▶ **DOCUMENT SECTION**:

# Machine Knit Wedding Gown - Pictures!



## lindasuejensen (Nov 12, 2012)

We had a great runway fashion show on Saturday, May 3 at the Palos Verdes Art Center. All the designers work very hard to pull off the best original Art-To-Wear show, fiber artists as well as our jewelry artists. Now I can finally show you the back (and front/side) of my elegant machine knit wedding gown, worn by Anna who modeled it well.

The second photo shows the Mother of the Bride's orchid dress which was machine knit and matching hand knit shawl along with the back of the wedding dress. The back view shows the collar that turns into a cascade down the back. It completes the dress wonderfully and is the extra plus for the wedding guests to view while the bride (and groom) are at the altar. This got a great round of applause at the show, so I hope you also like it.


----------



## KnitorSew (Sep 25, 2013)

:thumbup: Beautiful work.


----------



## Peanut Tinker (Oct 10, 2012)

lindasuejensen said:


> We had a great runway fashion show on Saturday, May 3 at the Palos Verdes Art Center. All the designers work very hard to pull off the best original Art-To-Wear show, fiber artists as well as our jewelry artists. Now I can finally show you the back (and front/side) of my elegant machine knit wedding gown, worn by Anna who modeled it well.

▶ **GIVEN EXERCISE 1**: Update the wedding gown thread from "## lindasuejensen (Nov" down to "also like it.", changing "orchid" to "lavender".
▶ **GIVEN EXERCISE 2**: From the listing, write out word for word everything from the line that contains "rock. For each one, return a bounding box." down to the line that contains "[0,401,30,439]", including both of those lines. Leave the pictures out.
The listing that comes next has nothing to do with the wedding gown thread.

▶ **INFORMATION GIVEN**:

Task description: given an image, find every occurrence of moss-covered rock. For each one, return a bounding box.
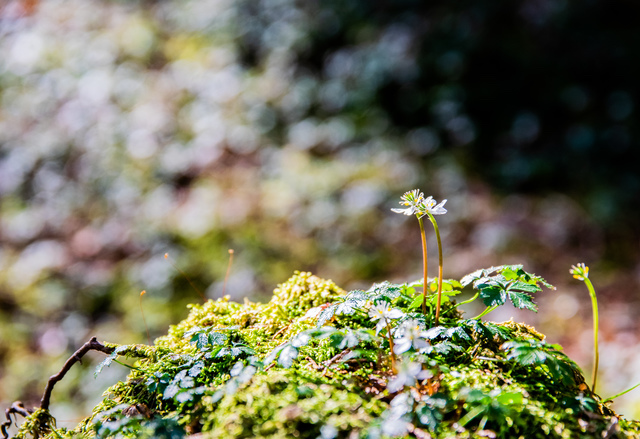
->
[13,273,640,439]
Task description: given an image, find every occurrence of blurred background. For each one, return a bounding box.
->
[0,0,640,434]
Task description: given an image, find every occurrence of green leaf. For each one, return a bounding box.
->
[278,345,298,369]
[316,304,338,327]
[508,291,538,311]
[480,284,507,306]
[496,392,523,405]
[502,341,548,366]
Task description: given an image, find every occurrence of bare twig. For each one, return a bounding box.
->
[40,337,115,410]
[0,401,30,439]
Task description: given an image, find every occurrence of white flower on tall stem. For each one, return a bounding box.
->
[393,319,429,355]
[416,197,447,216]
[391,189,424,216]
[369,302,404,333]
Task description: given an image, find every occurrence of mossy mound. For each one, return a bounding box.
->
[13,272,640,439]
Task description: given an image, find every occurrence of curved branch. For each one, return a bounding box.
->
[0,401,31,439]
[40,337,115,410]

* * *

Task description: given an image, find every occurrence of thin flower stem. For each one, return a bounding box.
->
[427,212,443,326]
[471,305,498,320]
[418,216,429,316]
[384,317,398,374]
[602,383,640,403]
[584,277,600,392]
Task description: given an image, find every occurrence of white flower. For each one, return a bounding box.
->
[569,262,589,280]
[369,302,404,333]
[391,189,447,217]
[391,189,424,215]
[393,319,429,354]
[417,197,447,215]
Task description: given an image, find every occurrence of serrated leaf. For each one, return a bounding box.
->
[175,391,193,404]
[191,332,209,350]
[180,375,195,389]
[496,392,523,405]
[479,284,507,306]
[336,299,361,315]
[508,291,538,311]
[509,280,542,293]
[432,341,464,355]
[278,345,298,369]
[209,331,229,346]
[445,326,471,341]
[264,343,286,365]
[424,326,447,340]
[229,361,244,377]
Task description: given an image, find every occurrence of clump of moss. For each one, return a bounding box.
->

▶ **EXERCISE ANSWER 1**:
## lindasuejensen (Nov 12, 2012)

We had a great runway fashion show on Saturday, May 3 at the Palos Verdes Art Center. All the designers work very hard to pull off the best original Art-To-Wear show, fiber artists as well as our jewelry artists. Now I can finally show you the back (and front/side) of my elegant machine knit wedding gown, worn by Anna who modeled it well.

The second photo shows the Mother of the Bride's lavender dress which was machine knit and matching hand knit shawl along with the back of the wedding dress. The back view shows the collar that turns into a cascade down the back. It completes the dress wonderfully and is the extra plus for the wedding guests to view while the bride (and groom) are at the altar. This got a great round of applause at the show, so I hope you also like it.

▶ **EXERCISE ANSWER 2**:
Task description: given an image, find every occurrence of moss-covered rock. For each one, return a bounding box.
->
[13,273,640,439]
Task description: given an image, find every occurrence of blurred background. For each one, return a bounding box.
->
[0,0,640,434]
Task description: given an image, find every occurrence of green leaf. For each one, return a bounding box.
->
[278,345,298,369]
[316,304,338,327]
[508,291,538,311]
[480,284,507,306]
[496,392,523,405]
[502,341,548,366]
Task description: given an image, find every occurrence of bare twig. For each one, return a bounding box.
->
[40,337,115,410]
[0,401,30,439]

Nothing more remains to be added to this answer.